• **MATERIALS PROVIDED**:
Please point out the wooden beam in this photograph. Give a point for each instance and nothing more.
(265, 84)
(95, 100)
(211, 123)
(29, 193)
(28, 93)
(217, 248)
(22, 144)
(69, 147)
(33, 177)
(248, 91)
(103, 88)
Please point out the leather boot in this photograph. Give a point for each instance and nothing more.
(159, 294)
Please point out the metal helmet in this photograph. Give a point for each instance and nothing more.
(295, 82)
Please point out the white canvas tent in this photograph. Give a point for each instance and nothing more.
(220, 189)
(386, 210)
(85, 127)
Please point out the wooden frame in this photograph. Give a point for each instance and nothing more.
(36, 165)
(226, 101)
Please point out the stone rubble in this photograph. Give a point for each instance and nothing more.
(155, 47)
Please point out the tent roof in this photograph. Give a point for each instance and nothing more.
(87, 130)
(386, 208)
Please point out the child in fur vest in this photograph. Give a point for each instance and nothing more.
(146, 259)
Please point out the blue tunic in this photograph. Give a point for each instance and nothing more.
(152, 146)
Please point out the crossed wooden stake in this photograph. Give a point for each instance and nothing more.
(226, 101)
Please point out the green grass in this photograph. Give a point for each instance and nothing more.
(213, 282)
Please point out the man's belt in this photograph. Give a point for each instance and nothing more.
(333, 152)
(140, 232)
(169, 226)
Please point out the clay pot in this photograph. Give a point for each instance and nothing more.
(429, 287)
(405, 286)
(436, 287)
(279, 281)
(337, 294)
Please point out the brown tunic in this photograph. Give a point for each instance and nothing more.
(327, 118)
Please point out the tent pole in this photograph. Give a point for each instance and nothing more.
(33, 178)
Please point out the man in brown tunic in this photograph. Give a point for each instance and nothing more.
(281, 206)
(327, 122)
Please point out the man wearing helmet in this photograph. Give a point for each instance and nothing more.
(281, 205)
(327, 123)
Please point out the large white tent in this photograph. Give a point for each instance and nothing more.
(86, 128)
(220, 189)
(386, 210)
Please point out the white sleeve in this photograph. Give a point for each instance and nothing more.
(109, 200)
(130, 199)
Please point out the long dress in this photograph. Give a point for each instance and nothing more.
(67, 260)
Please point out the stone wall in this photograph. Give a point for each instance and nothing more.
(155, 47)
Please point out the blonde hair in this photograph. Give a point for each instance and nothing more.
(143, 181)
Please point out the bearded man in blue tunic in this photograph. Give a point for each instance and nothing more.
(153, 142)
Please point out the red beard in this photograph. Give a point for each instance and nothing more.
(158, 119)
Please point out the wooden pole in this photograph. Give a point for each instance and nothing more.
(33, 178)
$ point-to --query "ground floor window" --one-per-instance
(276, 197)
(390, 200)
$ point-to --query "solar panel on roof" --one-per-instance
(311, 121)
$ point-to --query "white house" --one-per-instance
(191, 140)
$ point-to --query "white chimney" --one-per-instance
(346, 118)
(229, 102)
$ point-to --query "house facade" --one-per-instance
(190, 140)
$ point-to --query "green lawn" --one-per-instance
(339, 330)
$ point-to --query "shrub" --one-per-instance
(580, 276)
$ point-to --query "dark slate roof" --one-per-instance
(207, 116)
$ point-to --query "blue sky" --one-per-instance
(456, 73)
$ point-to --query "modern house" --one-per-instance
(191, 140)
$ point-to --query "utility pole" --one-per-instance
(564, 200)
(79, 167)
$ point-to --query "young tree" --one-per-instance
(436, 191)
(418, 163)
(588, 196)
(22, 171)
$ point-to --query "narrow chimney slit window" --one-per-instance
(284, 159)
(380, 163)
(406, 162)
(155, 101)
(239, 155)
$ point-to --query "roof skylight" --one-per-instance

• **WHAT YOU WILL DO**: Copy down the material above exactly as it is.

• **RESULT**:
Please point out the wooden beam in this photograph. Give a point for each instance and nothing more.
(265, 84)
(95, 100)
(211, 123)
(29, 193)
(28, 93)
(217, 248)
(22, 144)
(69, 147)
(33, 177)
(248, 91)
(103, 88)
Please point out the leather boot in this photograph. Give a point for each instance and nothing more.
(159, 294)
Please point out the metal helmet in this photograph. Give a point for each instance and nothing more.
(295, 82)
Please point out the white canvas tent in this photograph. Give a point for each instance and nothing more.
(220, 189)
(386, 210)
(85, 127)
Please point out the wooden frame in this photograph. Give a point for each instance and nothing more.
(36, 165)
(226, 101)
Please point out the stone rubble in this photograph. Give a point for each instance and nothing more.
(155, 47)
Please point out the tent roof in this photograph. Give a point for each instance and nothing more.
(87, 130)
(386, 208)
Please point out the child in fur vest in this photograph. Give a point for each instance and nothing more.
(146, 259)
Please point out the blue tunic in this photograph. Give a point for each instance and nothing more.
(152, 146)
Please point out the crossed wooden stake in this photograph. Give a point for each instance and nothing more.
(226, 101)
Please point out the green grass in this photograph. Give a point for each instance and nothing more.
(213, 282)
Please point out the man's belt in this photograph. Give a point for each instance and nothing more.
(333, 152)
(140, 232)
(169, 226)
Please point out the clay pot in this photograph. Give a point for each instance and nothing more.
(429, 287)
(405, 286)
(436, 287)
(279, 281)
(337, 294)
Please point out the brown tunic in this photograph. Give a point for each instance and nothing more.
(327, 118)
Please point out the tent pole in this photograph. Give a point for each instance and nothing more.
(33, 178)
Please point out the man in brown tunic in this photograph. Give a point for each instance and nothing more.
(281, 206)
(327, 122)
Please point out the man wearing helmet in this photograph. Give a point for each instance and nothing more.
(281, 205)
(327, 123)
Please point out the large white tent in this photograph. Give a point for each instance and nothing more.
(86, 128)
(220, 189)
(386, 210)
Please point out the white sleeve in this photograph. Give a point for each instance and nothing more.
(109, 200)
(130, 199)
Please point out the long dress in this photograph. Give a point for each instance and nothing more.
(67, 260)
Please point out the stone wall in this photograph. Give a point for each instance and nothing more.
(155, 47)
Please point out the blonde hair in this photograph. Give a point for each instance and nothing more.
(143, 181)
Please point out the bearded man in blue tunic in this photograph. Give a point for each instance and nothing more.
(153, 142)
Please point out the red beard in this photograph. Give a point for each instance and nothing more.
(158, 119)
Please point out the wooden pole in this photograph. Give a point for each instance and nothing more.
(33, 178)
$ point-to --query "ground floor window" --one-per-instance
(276, 197)
(390, 200)
$ point-to --query "solar panel on roof" --one-per-instance
(311, 121)
$ point-to --query "white house" --one-per-instance
(191, 140)
$ point-to --query "white chimney" --one-per-instance
(346, 118)
(229, 102)
$ point-to --query "house facade" --one-per-instance
(190, 140)
$ point-to --query "green lawn" --one-per-instance
(339, 330)
$ point-to --query "shrub" --one-per-instance
(580, 276)
$ point-to --query "dark slate roof" --one-per-instance
(207, 116)
$ point-to --query "blue sky" --one-per-instance
(456, 73)
$ point-to --query "modern house" --one-per-instance
(191, 140)
$ point-to --query "utility pole" --one-per-instance
(564, 200)
(79, 167)
$ point-to --query "young tree" --one-per-instance
(436, 191)
(418, 163)
(588, 196)
(22, 171)
$ point-to --query "narrow chimney slit window" --one-per-instance
(284, 159)
(380, 163)
(406, 162)
(155, 101)
(239, 155)
$ point-to --query "roof skylight" --one-per-instance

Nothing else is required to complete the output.